[GIVEN PASSAGE]
Update 3/18/2012: Looking at the new TED ED resources (scant at its birth, but having high potential), I did, after a few jumps, find Diana Laufenberg on TED calling for experiential learning, empowering student voice, and embracing failure. We won’t get there, she says, “with the standardized test, and we won’t get there with the culture of one right answer.”

In one area of my mental space I’m linking up my best classroom moments with voices for dogme and such, and I’m glad to catch these handy targets from Diana Laufenberg:

  • experiential learning
  • empowering student voice
  • embracing failure

My brain space is also resonating with our classroom exploration of culture.  I’m excited by the idea of extending the lesson by laying out culture more explicitly as a topic much broader than Asian versus Western, kind versus selfish, or the least enlightening “the curious customs of those other people”. 

I have been attracting/attracted to quite a few interesting pieces this weekend.  This is making it rather difficult to get two lesson plans for Monday, but promises a rich mother lode for the future.  My To-Do list is now bursting at the seams.

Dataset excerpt
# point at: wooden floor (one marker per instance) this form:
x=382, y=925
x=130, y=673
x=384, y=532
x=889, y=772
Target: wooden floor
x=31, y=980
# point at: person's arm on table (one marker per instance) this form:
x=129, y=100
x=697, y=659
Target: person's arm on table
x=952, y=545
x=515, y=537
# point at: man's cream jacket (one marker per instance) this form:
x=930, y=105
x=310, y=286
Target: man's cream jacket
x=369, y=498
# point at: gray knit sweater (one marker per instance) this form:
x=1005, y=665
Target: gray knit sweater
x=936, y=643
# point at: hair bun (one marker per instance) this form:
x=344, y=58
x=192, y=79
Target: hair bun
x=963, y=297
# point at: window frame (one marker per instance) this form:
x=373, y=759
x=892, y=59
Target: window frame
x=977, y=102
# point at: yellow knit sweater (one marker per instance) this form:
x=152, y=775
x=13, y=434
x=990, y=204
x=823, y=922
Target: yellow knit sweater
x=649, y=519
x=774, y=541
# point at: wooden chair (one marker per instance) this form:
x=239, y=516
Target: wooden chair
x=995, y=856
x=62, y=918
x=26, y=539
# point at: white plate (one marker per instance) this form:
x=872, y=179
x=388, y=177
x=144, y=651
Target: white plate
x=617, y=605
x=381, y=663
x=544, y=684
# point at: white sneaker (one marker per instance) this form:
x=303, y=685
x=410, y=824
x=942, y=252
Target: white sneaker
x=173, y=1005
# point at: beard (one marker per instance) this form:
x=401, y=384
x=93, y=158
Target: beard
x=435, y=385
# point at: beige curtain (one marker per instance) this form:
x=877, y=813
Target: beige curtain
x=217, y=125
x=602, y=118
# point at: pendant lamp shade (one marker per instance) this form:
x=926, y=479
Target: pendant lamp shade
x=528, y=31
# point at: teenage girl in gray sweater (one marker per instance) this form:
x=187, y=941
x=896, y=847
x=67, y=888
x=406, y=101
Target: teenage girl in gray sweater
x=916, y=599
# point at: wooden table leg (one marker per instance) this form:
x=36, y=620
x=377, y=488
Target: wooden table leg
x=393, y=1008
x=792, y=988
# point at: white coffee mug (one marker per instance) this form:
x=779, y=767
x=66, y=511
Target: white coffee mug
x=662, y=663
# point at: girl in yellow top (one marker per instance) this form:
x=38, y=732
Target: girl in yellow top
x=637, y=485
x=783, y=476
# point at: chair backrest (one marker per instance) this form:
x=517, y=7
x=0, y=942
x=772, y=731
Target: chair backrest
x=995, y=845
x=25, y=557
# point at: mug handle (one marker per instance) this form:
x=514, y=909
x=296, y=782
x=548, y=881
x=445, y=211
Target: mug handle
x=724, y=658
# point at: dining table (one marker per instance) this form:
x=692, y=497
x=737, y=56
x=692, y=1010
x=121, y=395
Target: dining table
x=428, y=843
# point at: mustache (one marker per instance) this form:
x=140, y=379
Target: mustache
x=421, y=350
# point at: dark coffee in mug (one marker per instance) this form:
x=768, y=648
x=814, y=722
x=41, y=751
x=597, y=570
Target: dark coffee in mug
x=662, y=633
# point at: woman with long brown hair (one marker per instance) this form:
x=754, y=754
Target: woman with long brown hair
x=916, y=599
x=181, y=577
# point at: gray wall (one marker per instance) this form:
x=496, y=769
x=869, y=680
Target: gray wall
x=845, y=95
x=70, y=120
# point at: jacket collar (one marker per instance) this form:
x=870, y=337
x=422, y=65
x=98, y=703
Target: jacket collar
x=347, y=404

[WHAT TO PRODUCE] Please continue the teaching blog post above from the point where it stops.

[THE OUTPUT]
In this TED Mid Atlantic session, Diana nails one end point of an ambiguity continuum ranging from “ambiguity to be avoided” to “ambiguity is a natural condition”.  Laufenberg nails the end point to the wall as the “culture of one-right-answer”.  It has me thinking of cracking the hardened shell of standard class routines AND of standard expectations that school is primarily for exam preparation.  The culture of one right answer does not seem to be particularly Western or Asian, but certainly is Case Hardened in Korea.

Note: This ambiguity continuum came into my mental cacophony as I was wondering how to lay out engaging classroom paths through culture.  I have just spent a few hours exploring a 2009 study by Parrish and Linder-VanBerschot, who place the ambiguity continuum in a cultural dimension of epistemological beliefs labeled “stability seeking and uncertainty acceptance” [Patrick Parrish and Jennifer A. Linder-VanBerschot (2009) extending studies by Hofstede, Hofstede, Lewis, Levine, Nisbett, and Hall here].

Here, for you convenience, and for my experiential learning about building blog posts, is the TED session featuring Diana Laufenberg.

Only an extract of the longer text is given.